Exercise:
Answer these questions using the grep lesson below:
1. What phrase is grep short for?
2. In what color does the command highlight the matching pattern?
3. What does the -c option do?

3.2 Lesson 2

Certificate:

Linux Essentials

Version:

1.6

Topic:

3 The Power of the Command Line

Objective:

3.2 Searching and Extracting Data from Files

Lesson:

2 of 2

Introduction

In this lesson, we are going to look at tools that are used to manipulate text. These tools are frequently used by system administrators or programs to automatically monitor or identify specific recurring information.

Searching within Files with `grep`

The first tool that we will discuss in this lesson is the grep command. grep is the abbreviation of the phrase “global regular expression print” and its main functionality is to search within files for the specified pattern. The command outputs the line containing the specified pattern highlighted in red.

$ grep bash /etc/passwd
root:x:0:0:root:/root:/bin/bash
user:x:1001:1001:User,,,,:/home/user:/bin/bash

grep, as most commands, can also be tweaked by using options. Here are the most common ones:

-i: the search is case insensitive
-r: the search is recursive (it searches into all files within the given directory and its subdirectories)
-c: the search counts the number of matches
-v: invert the match, to print lines that do not match the search term
-E: turns on extended regular expressions (needed by some of the more advanced meta-characters like | , + and ?)

grep has many other useful options. Consult the man page to find out more about it.

Lines from a data collection
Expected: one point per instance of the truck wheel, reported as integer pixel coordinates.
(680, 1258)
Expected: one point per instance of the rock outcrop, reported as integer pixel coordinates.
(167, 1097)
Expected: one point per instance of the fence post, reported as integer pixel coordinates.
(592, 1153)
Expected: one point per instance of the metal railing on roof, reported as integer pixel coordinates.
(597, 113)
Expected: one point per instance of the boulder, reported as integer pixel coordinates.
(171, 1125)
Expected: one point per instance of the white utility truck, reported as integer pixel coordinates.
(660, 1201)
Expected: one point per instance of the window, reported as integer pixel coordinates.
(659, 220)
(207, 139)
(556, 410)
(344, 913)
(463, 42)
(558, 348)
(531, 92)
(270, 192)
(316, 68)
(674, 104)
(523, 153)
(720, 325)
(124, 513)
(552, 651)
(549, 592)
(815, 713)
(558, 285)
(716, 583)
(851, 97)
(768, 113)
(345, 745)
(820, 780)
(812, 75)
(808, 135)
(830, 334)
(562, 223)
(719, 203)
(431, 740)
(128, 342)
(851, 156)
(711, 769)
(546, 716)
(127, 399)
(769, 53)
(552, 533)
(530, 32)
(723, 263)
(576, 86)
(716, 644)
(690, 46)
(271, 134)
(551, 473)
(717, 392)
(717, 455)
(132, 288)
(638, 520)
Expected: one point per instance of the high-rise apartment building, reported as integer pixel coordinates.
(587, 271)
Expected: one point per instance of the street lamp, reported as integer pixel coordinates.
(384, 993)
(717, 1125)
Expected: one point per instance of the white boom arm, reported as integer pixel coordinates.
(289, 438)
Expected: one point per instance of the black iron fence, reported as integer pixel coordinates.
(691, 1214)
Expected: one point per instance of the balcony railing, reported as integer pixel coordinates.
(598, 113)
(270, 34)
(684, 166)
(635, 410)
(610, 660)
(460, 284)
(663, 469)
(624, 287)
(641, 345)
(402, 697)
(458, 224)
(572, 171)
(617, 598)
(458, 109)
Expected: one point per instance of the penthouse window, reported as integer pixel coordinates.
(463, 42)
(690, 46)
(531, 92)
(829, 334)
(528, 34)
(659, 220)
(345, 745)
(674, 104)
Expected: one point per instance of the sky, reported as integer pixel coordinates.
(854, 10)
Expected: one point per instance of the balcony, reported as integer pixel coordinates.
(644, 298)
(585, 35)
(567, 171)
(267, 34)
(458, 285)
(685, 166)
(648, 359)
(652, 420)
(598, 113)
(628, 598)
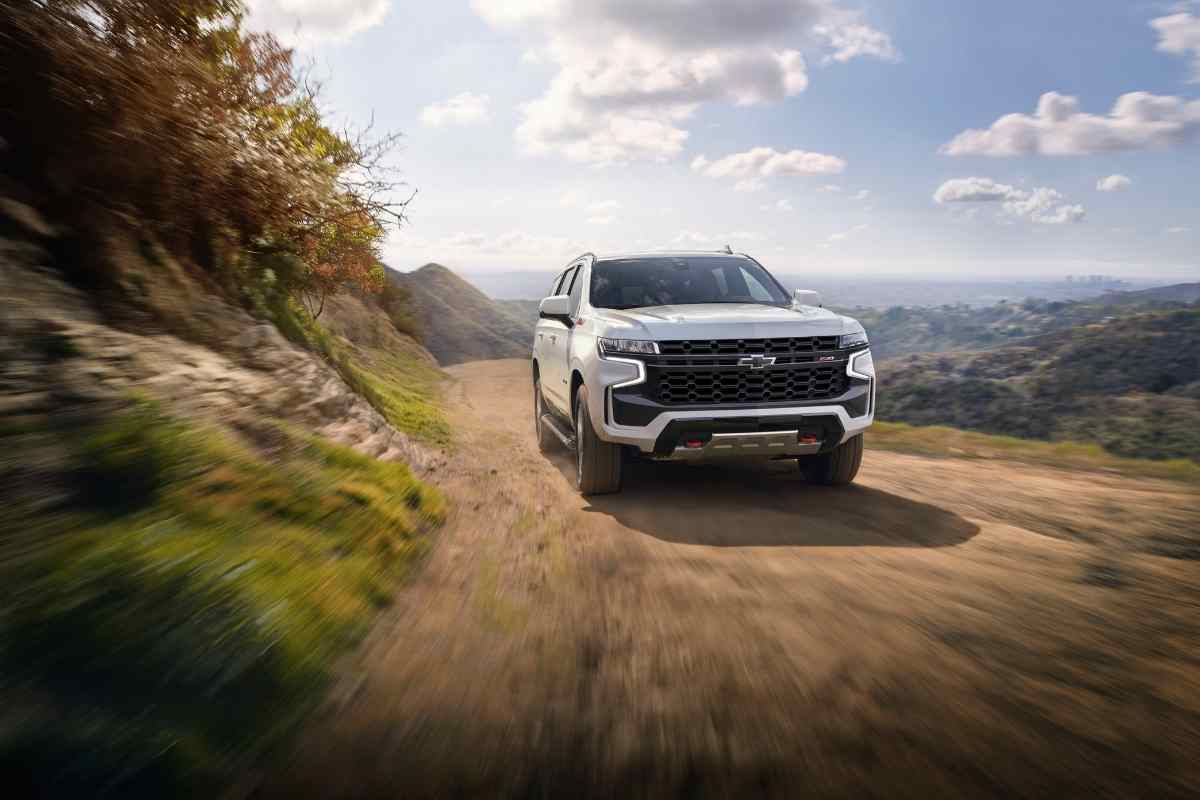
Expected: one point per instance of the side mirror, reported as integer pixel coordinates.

Full answer:
1. Global regular expression print
2. Red
3. It counts the number of matches.